**Activity**
All lines of the data shown below should be output exactly as they stand.

**Exercise data**

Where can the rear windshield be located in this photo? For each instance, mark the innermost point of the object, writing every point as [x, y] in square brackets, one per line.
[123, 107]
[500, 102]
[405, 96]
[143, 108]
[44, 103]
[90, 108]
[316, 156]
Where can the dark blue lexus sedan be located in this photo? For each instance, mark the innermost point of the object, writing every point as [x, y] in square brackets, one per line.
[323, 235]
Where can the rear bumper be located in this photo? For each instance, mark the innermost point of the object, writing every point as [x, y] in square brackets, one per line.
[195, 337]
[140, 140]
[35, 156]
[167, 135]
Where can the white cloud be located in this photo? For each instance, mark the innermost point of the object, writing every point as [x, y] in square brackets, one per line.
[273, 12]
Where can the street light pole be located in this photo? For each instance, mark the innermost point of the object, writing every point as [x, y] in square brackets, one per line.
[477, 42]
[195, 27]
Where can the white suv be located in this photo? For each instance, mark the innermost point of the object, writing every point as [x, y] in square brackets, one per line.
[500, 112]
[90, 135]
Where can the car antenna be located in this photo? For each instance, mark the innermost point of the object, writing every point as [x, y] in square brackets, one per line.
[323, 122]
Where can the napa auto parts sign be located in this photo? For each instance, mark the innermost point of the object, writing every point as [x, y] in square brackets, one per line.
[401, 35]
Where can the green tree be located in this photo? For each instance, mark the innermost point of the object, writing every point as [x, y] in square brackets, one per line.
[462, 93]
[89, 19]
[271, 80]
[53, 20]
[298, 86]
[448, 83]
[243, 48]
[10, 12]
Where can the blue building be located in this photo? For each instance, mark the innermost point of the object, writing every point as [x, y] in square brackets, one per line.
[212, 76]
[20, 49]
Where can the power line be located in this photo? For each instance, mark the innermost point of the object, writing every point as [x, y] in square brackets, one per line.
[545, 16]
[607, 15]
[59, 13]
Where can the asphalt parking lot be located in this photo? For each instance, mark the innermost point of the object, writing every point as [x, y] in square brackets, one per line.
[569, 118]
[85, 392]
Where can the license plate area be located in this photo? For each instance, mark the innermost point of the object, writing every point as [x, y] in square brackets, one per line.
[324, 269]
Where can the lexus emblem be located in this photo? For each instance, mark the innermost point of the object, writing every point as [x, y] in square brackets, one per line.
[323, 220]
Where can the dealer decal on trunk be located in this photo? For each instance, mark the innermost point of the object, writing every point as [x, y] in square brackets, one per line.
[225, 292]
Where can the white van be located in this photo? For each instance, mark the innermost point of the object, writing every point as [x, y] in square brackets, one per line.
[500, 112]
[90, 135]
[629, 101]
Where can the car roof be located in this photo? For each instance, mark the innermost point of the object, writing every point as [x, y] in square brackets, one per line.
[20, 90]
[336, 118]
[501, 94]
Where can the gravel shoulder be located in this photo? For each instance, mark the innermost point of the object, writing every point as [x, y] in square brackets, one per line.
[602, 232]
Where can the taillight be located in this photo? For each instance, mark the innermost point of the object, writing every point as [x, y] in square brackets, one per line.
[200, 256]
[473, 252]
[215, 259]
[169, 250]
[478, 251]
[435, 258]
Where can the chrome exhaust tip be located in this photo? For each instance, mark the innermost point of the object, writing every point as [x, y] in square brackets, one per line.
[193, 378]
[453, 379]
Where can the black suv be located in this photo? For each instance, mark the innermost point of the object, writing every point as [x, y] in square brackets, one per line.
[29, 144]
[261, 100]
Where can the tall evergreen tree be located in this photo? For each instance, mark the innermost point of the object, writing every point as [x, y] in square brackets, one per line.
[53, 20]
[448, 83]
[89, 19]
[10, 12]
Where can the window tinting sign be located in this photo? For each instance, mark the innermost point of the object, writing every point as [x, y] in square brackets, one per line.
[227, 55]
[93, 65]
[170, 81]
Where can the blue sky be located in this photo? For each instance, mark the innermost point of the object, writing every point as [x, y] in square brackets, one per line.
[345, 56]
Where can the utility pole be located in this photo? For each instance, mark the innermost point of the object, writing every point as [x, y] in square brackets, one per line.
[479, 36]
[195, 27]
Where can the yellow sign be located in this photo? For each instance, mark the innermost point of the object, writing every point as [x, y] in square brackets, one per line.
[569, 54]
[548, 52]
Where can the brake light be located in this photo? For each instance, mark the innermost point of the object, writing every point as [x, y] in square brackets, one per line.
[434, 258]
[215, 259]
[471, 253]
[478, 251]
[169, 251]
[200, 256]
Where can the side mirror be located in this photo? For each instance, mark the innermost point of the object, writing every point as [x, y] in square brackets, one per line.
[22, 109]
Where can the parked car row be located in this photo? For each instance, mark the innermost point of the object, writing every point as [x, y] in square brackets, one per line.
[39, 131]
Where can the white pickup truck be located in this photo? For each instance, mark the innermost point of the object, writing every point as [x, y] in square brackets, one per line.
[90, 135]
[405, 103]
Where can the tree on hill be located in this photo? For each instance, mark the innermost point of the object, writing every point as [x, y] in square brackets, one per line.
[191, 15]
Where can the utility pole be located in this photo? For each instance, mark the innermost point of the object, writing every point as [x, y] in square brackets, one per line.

**Exercise answer**
Where can the rear windshield be located in this photo? For each instance, mark the innermost point of the object, writing every point as [x, y] in square brackets, one per line.
[123, 107]
[500, 102]
[405, 96]
[143, 108]
[44, 103]
[90, 108]
[316, 156]
Where can the dark blue lexus sedan be located in this photo? For each instance, mark the innermost point of the object, writing every point as [x, y] in square brackets, one per line.
[323, 235]
Where can the rear bumper be located in this photo? For each instance, mark the innermost point of the object, writing every point as [x, y] in square brackets, one per line.
[195, 337]
[140, 140]
[35, 156]
[167, 135]
Where can the white cloud be located in this photo? For each instance, mark the innermost point of the object, writing every point as [x, y] in square brackets, one per line.
[273, 12]
Where can the street light pole be located in this photo? For each instance, mark the innermost point of the object, writing every point as [x, y] in square brackets, one per line.
[477, 42]
[195, 27]
Where can the white suv be located in this photo? For each instance, mark the innermost point of the object, writing every point as [x, y] in square brackets, one per line.
[500, 112]
[90, 135]
Where can the car antenna be located in this photo? For each instance, mark the innermost point of the object, writing every point as [x, y] in square brackets, one per line.
[323, 122]
Where can the napa auto parts sign be located in this photo? For each instance, mark the innermost point of the object, writing every point as [x, y] in square brackets, one per line.
[401, 35]
Where can the green tree be located in this photo? For each instance, mark the innermost point of the object, writing every point as [x, y] in square brackets, one per line.
[462, 93]
[89, 19]
[271, 80]
[53, 20]
[298, 86]
[448, 83]
[243, 48]
[10, 12]
Where can the blue building be located in this photo? For each instance, mark the innermost point of the object, writing every point as [x, y] in square brackets, one per line.
[212, 76]
[20, 49]
Where can the power line be located in this photo? For each instance, mark the innermost point of the object, writing every point as [x, y] in square brackets, one per line.
[545, 16]
[607, 15]
[59, 13]
Where can the asphalt parking lot be located in this photo? For each instance, mark the innermost point of the object, writing every point as [x, y] in square brackets, one per line.
[569, 118]
[85, 392]
Where can the license plate area be located in this photo? For each instance, mark the innermost point of the object, writing every point as [x, y] in square brackets, one per line.
[324, 269]
Where can the lexus emblem be located in this photo? For each instance, mark the innermost point of the object, writing every point as [x, y] in square brackets, one per line.
[323, 220]
Where can the dealer decal on trunk be located in this photo? For each instance, mark the innermost point of the object, writing every point as [x, y] in square brackets, one per line.
[225, 292]
Where can the white van be located in this photo? For each instance, mark the innermost point of the object, writing every point as [x, y] in square brackets, one per line.
[500, 112]
[90, 135]
[629, 101]
Where can the car roof be located in this photo? For each instance, mark the innermost point of the object, writing every point as [x, y] in square brackets, one per line.
[20, 90]
[336, 118]
[501, 94]
Where can the gravel shoulder be located in this photo? For each instance, mark the innermost point of the object, writing every point as [x, y] in square brackets, one per line.
[602, 232]
Where can the taillight be located in this photo? For each instance, mark the innermost point of the object, writing every point as [x, y] in square brackets, one per line.
[200, 256]
[473, 252]
[215, 259]
[169, 250]
[478, 251]
[435, 258]
Where can the chrome exhaust tip be located in this photo? For each instance, mark the innermost point of the object, writing every point as [x, y] in square brackets, one per line.
[193, 378]
[453, 379]
Where can the black suv be located in this photo? For each instance, mark the innermost point of the object, writing every point as [x, y] in square brackets, one per line.
[29, 144]
[261, 100]
Where can the tall evergreen tree be located in this photo? For each instance, mark the innermost point of the object, writing every point as [x, y] in square brackets, one per line.
[53, 20]
[448, 83]
[89, 19]
[10, 12]
Where can the window tinting sign be located in this photo? For each instance, mark the innermost point of the object, writing every point as [x, y] in square brackets, one per line.
[227, 55]
[93, 65]
[170, 81]
Where can the blue sky be located in this photo? For each instance, mark the innermost point of the object, writing every point as [x, y] in square brackets, one per line.
[345, 56]
Where can the utility pole be located in this photo? For each instance, mark the innermost point of the object, writing every point as [x, y] in square brackets, one per line.
[479, 36]
[195, 27]
Where can the yellow sign be located in this photo? For each instance, mark the innermost point of the object, writing every point as [x, y] in square brackets, one per line.
[569, 54]
[548, 52]
Where can the brake light be located in this photo? For each instance, mark the innermost point of the object, writing every point as [x, y] in square brackets, one per line.
[434, 258]
[215, 259]
[471, 253]
[478, 251]
[169, 251]
[200, 256]
Where can the side mirror be located in this photo? For each instance, mark the innermost point of the object, writing every point as [x, y] in square brackets, one per line.
[22, 109]
Where can the parked car row be located in this photo? For each instance, mark the innermost point of the object, writing every point as [x, y] in square brackets, one per line.
[39, 131]
Where can the white pickup truck be located in this photo? For each instance, mark the innermost point of the object, writing every point as [x, y] in square brackets, one per line.
[90, 135]
[405, 103]
Where can the tree on hill be located in this photo? For each instance, mark the innermost point of the object, writing every point as [x, y] in square brackets, one per line.
[191, 15]
Where can the utility pole be located in this photo? For each instance, mark the innermost point of the object, writing every point as [x, y] in square brackets, one per line.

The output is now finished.